* [Given instruction]: Copy out, character for character, the lines of the listing below that run from the line containing "Find stack of" through the line containing "xmin=0 ymin=108 xmax=171 ymax=230", with both of those lines included.

* [Records for this task]:
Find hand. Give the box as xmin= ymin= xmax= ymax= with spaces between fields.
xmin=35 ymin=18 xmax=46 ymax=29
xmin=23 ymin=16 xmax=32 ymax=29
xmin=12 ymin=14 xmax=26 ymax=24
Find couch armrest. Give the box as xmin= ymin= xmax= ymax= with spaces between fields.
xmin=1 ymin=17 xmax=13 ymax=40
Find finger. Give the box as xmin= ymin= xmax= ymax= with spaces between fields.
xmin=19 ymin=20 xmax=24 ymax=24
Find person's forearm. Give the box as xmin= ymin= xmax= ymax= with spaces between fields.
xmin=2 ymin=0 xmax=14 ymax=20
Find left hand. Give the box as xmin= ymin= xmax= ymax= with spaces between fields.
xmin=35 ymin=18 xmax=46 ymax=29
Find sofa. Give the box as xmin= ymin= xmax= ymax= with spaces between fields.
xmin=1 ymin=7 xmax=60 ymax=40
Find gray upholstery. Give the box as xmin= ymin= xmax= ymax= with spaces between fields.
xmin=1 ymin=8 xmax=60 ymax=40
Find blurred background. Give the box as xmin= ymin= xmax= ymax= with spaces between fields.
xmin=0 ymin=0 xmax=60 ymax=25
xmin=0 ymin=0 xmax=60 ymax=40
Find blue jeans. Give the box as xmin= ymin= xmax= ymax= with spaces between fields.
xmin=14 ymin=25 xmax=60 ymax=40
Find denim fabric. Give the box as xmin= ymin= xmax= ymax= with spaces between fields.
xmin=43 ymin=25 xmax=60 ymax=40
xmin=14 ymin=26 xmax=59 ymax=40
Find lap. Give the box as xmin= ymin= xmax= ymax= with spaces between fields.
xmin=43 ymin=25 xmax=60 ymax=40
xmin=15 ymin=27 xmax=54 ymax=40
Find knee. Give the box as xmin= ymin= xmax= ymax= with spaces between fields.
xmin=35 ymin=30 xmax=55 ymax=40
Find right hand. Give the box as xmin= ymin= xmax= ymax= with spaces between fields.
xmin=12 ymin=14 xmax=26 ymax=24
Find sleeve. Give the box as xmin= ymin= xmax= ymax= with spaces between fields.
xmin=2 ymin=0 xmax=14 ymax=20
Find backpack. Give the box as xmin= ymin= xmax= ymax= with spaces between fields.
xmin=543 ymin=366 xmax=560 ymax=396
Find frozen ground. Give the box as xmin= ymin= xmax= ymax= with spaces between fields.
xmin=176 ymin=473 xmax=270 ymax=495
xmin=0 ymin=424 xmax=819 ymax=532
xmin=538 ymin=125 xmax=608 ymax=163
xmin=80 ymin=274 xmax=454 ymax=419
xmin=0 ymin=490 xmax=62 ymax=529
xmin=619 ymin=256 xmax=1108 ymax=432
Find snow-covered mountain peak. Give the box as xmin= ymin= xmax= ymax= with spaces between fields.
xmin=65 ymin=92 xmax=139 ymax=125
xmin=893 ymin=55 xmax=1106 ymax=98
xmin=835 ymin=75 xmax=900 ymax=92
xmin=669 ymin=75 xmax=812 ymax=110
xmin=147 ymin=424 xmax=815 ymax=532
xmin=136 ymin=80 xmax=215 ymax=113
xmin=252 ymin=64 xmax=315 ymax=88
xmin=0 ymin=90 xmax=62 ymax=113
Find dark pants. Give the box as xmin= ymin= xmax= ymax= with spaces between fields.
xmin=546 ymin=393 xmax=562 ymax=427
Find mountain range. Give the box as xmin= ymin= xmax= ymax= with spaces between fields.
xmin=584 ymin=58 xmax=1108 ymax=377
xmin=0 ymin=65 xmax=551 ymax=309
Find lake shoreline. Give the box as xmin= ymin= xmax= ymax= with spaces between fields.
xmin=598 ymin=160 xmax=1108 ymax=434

...

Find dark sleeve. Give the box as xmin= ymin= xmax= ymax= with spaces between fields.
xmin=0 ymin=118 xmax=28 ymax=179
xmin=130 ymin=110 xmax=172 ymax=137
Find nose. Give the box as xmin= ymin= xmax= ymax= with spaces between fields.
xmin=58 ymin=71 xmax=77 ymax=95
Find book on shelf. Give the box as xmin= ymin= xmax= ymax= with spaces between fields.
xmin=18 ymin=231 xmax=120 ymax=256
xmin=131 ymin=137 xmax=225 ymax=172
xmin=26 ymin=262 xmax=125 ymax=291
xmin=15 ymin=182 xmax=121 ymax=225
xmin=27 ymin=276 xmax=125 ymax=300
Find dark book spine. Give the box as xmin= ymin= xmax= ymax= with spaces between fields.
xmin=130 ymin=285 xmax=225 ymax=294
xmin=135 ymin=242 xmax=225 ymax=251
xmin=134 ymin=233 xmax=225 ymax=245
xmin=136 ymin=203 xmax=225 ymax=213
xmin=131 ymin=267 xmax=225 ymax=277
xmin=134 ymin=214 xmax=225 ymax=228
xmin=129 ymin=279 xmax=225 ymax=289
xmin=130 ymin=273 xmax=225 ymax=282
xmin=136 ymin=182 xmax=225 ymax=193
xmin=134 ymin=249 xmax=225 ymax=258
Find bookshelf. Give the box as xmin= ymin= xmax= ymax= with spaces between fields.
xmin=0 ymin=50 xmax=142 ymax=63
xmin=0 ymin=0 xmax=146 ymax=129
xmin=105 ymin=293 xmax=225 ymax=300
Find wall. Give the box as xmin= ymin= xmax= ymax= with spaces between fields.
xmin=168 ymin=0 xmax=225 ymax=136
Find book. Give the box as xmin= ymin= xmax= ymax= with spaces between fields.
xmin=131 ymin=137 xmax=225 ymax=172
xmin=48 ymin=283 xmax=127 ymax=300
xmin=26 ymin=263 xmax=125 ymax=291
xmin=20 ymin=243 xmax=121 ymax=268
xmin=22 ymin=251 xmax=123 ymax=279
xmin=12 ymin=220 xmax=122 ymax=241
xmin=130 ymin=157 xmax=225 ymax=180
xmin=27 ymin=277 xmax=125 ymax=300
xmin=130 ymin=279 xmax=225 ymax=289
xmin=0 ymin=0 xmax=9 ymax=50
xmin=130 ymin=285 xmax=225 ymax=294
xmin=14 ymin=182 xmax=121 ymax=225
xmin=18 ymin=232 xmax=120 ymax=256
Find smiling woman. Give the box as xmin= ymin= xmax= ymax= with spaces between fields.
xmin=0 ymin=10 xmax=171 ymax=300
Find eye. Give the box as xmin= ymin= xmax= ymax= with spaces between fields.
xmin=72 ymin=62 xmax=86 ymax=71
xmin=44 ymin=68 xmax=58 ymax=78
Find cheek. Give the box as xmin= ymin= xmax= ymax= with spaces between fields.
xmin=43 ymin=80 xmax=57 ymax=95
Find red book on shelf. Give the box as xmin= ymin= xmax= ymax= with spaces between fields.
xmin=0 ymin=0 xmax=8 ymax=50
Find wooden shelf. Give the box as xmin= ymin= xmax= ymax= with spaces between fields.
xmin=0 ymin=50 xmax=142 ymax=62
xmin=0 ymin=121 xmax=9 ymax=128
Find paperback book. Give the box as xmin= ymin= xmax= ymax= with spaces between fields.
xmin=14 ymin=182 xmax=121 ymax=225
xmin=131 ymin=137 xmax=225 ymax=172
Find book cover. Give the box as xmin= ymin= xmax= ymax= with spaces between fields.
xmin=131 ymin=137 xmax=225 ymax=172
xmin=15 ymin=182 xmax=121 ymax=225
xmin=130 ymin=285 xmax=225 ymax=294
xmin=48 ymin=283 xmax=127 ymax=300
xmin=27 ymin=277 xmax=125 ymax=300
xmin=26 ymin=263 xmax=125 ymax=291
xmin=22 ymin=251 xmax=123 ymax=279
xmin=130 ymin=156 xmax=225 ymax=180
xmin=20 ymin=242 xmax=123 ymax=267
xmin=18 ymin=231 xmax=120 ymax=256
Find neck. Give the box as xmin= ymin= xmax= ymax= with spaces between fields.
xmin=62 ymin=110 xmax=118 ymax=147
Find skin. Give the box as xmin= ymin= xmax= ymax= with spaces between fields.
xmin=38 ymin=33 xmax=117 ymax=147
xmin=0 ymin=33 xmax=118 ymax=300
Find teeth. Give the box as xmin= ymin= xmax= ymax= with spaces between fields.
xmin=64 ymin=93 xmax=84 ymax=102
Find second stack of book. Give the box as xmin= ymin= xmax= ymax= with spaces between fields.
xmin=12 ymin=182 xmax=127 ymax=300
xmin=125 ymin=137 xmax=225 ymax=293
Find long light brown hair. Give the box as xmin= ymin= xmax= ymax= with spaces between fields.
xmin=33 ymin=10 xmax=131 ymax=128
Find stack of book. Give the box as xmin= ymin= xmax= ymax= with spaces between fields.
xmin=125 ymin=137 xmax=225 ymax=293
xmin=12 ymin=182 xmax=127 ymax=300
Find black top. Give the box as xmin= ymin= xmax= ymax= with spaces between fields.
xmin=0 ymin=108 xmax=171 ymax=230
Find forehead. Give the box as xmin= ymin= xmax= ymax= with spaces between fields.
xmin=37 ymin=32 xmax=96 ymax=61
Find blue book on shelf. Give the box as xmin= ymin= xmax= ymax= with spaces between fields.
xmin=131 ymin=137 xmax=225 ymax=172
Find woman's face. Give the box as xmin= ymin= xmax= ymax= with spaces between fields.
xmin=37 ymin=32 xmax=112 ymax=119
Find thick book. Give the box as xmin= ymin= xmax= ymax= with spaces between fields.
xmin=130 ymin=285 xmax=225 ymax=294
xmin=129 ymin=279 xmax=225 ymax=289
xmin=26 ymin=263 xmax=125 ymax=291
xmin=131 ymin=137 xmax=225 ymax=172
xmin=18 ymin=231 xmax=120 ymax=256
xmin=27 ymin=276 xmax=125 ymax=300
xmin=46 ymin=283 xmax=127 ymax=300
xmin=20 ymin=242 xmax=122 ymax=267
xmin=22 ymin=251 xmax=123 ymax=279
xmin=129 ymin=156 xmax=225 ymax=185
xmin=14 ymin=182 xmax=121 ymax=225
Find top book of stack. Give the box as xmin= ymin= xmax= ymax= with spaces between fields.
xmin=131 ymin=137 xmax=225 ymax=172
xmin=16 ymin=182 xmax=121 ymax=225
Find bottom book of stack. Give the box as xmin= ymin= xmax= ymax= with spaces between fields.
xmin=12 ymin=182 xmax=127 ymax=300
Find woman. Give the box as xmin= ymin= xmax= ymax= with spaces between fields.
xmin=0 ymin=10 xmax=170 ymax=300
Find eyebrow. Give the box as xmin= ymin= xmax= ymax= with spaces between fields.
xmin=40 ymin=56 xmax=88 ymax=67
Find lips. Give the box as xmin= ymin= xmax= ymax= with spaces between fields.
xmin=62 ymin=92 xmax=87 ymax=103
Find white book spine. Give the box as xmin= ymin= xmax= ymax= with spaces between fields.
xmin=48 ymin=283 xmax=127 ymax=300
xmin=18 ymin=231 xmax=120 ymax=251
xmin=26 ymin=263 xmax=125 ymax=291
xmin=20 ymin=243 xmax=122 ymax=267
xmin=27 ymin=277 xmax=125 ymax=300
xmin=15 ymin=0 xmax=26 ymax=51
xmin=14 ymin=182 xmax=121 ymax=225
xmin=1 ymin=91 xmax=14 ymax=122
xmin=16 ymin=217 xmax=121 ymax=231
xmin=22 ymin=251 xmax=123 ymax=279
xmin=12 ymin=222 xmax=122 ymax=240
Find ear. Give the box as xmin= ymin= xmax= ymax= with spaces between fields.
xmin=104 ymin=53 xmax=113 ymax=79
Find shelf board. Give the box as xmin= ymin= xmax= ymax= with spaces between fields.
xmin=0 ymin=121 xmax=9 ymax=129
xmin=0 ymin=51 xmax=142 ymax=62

* [Answer for this exercise]:
Find stack of book. Give the box as xmin= ymin= xmax= ymax= with spaces between fields.
xmin=125 ymin=137 xmax=225 ymax=293
xmin=12 ymin=182 xmax=127 ymax=300
Find black top. Give the box as xmin= ymin= xmax= ymax= with spaces between fields.
xmin=0 ymin=108 xmax=171 ymax=230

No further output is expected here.